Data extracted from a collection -
================================
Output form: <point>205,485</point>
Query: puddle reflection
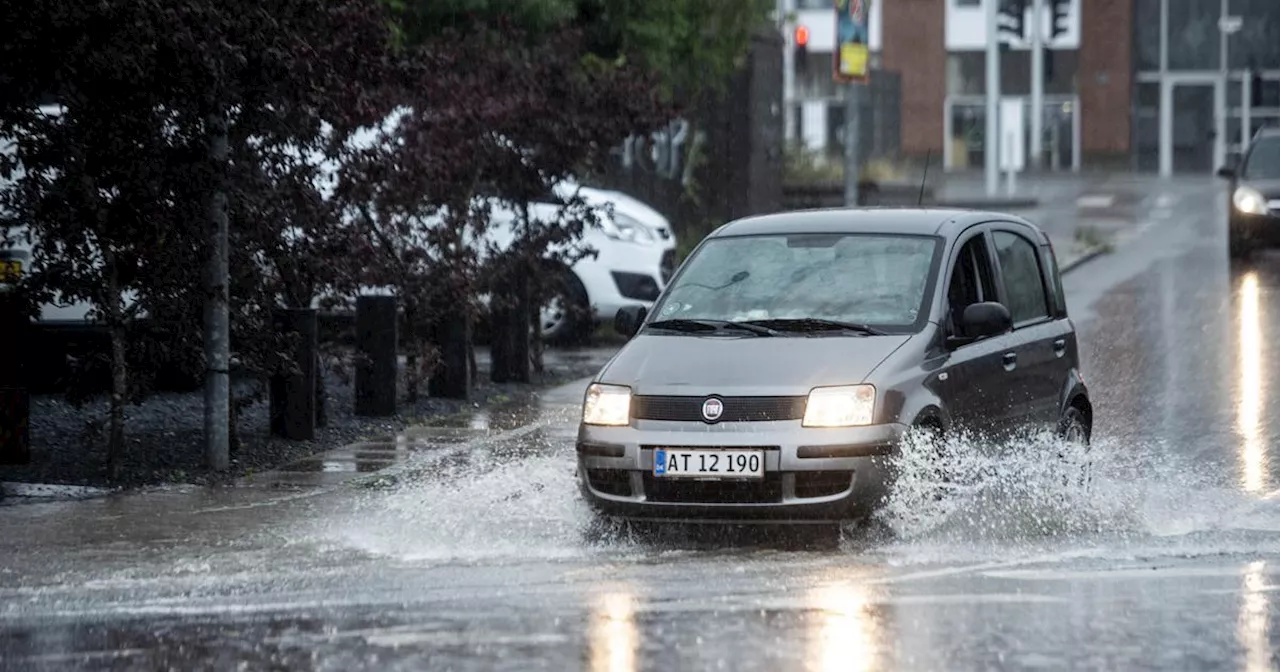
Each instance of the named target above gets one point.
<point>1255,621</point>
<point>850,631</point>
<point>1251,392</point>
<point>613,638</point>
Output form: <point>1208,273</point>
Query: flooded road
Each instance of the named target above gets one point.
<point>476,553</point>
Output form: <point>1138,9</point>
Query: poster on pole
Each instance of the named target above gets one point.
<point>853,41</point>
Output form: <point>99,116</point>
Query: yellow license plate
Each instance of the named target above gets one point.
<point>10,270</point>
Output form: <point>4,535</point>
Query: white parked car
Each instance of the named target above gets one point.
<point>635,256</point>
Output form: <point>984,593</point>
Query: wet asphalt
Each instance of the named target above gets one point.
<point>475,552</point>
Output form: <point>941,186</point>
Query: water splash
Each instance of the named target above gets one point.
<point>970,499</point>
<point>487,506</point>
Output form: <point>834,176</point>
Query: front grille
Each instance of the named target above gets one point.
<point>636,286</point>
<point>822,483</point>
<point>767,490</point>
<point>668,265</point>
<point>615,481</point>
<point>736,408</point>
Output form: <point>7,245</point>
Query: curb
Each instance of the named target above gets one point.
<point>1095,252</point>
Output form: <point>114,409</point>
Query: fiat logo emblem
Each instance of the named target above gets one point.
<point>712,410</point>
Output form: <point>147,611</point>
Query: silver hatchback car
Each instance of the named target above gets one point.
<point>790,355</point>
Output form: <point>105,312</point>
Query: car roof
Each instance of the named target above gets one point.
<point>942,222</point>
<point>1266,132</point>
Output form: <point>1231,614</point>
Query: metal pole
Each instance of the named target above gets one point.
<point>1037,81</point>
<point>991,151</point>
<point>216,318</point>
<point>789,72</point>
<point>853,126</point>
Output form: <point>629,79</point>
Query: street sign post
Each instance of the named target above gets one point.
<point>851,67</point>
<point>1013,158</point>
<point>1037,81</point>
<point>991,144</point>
================================
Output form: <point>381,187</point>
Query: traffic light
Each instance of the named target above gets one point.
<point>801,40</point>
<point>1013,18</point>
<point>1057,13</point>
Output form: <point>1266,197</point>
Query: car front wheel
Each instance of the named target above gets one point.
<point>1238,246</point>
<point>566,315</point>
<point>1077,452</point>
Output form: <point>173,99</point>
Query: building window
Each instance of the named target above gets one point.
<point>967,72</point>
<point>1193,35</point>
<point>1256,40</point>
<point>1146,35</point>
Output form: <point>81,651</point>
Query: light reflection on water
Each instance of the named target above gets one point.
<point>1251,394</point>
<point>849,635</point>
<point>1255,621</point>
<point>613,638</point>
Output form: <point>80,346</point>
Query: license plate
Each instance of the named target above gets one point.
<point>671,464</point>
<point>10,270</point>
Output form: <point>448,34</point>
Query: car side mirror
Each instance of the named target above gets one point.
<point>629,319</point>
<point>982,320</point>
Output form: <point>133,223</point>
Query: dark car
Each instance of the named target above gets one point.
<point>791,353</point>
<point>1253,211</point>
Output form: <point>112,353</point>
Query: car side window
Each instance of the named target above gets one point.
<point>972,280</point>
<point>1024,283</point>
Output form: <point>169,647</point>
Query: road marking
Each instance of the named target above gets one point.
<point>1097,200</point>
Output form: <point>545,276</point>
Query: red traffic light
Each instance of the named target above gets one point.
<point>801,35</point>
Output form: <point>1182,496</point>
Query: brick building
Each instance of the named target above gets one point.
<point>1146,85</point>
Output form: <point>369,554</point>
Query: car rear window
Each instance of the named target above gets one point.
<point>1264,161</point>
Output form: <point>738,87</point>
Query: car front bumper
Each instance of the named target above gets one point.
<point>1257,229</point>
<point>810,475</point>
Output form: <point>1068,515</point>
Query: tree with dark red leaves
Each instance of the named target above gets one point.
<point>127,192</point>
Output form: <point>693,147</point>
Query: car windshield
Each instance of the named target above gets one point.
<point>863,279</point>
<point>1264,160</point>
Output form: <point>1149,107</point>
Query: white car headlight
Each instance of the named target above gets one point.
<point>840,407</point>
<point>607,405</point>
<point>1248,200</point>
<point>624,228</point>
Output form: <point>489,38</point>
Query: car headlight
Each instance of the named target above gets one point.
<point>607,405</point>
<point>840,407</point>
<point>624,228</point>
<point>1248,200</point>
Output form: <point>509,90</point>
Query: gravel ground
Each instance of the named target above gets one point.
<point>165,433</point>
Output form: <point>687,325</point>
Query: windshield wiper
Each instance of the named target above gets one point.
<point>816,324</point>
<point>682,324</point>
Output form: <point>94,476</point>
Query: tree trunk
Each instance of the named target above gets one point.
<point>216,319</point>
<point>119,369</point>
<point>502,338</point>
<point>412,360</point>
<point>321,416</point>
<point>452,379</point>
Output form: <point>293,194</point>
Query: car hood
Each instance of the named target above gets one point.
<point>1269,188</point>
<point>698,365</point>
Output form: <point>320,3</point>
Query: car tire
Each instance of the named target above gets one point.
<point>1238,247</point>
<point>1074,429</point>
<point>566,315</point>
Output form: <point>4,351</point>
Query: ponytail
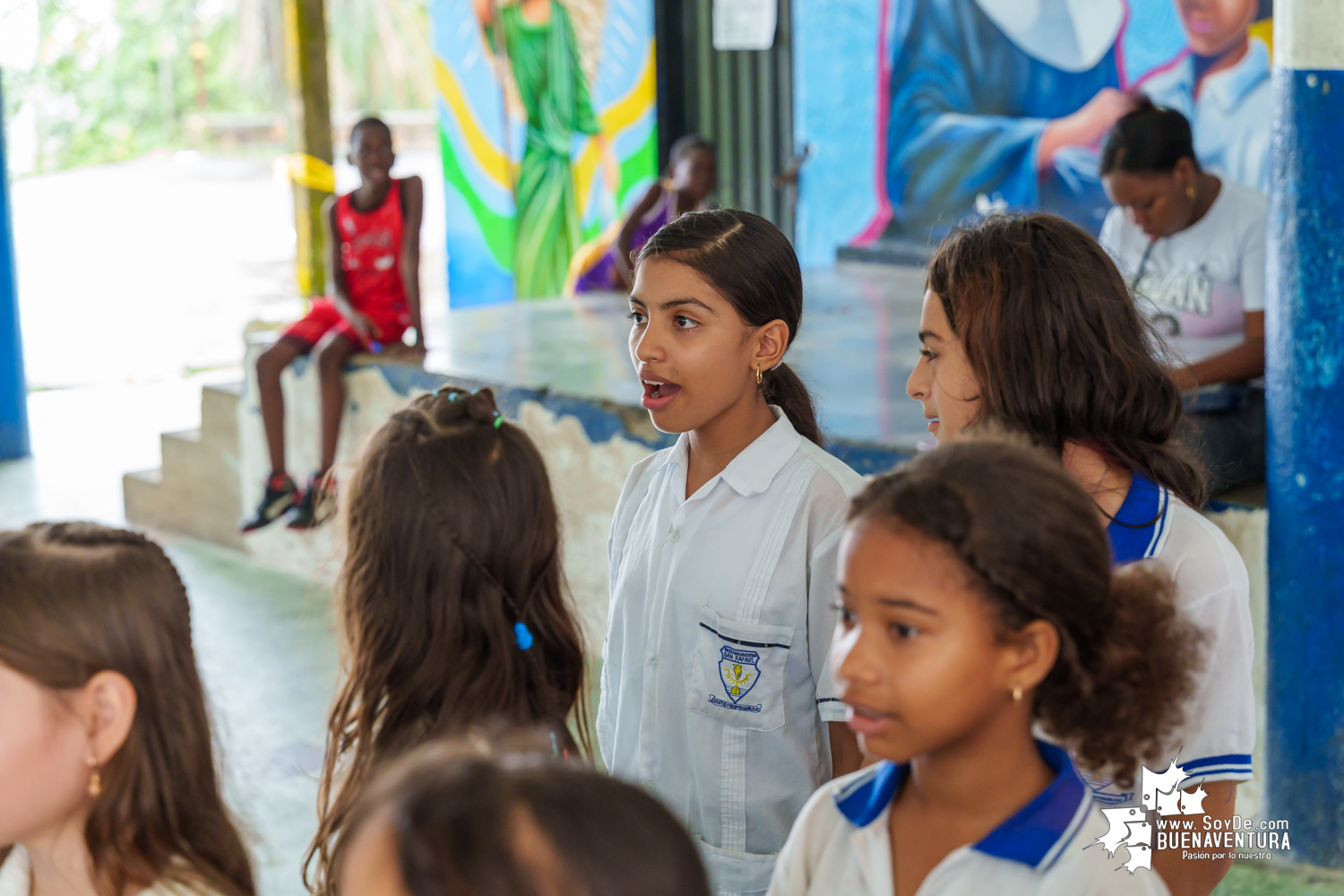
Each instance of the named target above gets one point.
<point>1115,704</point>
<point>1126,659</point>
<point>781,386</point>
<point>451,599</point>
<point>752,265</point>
================================
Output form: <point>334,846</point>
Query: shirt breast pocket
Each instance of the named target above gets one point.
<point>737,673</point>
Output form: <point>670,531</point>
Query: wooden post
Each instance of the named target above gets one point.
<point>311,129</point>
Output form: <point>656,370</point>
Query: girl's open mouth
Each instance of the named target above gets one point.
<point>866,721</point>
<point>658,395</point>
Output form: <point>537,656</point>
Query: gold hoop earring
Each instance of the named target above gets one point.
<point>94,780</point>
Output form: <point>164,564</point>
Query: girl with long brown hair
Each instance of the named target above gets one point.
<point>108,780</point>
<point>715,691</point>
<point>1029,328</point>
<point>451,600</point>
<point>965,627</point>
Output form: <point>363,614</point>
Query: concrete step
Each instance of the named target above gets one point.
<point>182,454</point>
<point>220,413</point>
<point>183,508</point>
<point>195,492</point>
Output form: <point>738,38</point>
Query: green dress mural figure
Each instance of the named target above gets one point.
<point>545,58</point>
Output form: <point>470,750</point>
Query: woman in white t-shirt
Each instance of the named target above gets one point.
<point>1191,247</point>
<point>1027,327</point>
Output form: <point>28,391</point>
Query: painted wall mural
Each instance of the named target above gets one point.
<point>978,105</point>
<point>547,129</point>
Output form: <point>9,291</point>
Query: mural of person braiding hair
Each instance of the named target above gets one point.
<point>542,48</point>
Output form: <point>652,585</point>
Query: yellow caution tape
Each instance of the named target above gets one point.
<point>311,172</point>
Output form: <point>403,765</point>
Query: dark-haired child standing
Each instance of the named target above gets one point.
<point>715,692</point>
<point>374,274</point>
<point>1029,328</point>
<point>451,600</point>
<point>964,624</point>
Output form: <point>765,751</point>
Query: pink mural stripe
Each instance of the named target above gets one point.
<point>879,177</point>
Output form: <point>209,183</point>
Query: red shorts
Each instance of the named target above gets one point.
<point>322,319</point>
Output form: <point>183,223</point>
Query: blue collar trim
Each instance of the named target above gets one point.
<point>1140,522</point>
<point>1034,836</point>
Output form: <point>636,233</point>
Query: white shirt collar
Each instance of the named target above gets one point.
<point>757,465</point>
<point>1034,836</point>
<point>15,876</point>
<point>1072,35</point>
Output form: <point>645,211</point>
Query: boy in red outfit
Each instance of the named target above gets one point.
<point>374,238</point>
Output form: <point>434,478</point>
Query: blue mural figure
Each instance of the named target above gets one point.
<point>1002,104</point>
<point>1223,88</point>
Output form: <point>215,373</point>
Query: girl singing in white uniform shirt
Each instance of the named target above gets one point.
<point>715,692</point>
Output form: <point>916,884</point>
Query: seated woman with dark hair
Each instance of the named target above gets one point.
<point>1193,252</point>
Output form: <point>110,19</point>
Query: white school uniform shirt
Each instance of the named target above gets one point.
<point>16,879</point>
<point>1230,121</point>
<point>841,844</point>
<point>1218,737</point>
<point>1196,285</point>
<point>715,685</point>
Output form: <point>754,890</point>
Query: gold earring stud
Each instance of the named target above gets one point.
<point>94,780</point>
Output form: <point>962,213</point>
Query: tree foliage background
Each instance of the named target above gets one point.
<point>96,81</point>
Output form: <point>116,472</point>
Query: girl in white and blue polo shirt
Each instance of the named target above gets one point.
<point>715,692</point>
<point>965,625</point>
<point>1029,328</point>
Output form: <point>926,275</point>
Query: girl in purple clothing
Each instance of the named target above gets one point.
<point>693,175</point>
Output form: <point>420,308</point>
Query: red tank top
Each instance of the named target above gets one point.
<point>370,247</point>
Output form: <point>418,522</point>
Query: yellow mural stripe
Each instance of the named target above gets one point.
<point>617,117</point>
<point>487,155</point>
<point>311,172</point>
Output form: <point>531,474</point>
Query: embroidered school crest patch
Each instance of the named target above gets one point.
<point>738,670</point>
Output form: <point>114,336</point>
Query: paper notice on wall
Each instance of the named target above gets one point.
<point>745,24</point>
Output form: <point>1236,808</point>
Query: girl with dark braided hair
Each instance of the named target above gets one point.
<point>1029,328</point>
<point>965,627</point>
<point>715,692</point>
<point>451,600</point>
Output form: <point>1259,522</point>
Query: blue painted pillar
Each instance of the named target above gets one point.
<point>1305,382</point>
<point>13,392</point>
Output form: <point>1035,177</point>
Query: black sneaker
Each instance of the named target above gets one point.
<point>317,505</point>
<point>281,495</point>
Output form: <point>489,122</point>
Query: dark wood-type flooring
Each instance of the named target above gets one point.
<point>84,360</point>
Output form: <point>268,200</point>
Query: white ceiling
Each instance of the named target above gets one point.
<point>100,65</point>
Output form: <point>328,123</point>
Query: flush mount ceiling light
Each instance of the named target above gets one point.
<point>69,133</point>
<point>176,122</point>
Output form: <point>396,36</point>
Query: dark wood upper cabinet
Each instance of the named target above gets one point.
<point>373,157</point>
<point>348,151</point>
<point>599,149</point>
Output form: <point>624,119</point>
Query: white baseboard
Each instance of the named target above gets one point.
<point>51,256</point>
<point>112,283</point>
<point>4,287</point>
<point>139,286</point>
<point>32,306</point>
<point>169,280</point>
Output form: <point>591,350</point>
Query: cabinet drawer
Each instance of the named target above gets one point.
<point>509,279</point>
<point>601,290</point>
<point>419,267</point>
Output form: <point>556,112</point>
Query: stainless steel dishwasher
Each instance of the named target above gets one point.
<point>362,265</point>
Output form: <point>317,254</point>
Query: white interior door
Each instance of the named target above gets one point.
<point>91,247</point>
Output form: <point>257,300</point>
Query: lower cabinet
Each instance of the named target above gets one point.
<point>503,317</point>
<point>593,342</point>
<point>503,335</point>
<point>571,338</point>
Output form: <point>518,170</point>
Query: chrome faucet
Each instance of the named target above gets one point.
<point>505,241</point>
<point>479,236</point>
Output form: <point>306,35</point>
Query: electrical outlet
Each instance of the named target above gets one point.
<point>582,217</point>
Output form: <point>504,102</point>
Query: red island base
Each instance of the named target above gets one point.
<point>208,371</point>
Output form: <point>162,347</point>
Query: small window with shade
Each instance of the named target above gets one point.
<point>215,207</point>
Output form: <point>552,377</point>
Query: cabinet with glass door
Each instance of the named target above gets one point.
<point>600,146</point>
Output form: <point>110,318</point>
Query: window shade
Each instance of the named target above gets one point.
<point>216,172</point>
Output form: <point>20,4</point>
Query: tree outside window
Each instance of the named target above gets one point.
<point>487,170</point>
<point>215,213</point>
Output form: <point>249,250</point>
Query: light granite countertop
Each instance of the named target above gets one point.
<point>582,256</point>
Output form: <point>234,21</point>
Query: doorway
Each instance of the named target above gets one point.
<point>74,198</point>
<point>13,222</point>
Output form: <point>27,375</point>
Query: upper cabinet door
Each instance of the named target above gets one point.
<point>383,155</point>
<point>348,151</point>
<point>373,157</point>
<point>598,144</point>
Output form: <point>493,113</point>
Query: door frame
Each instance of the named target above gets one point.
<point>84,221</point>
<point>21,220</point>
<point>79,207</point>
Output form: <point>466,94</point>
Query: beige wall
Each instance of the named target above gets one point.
================================
Task instructions - Reproduce every line above containing "ceiling".

Exercise solution -
Query: white ceiling
Query: flush mount ceiling light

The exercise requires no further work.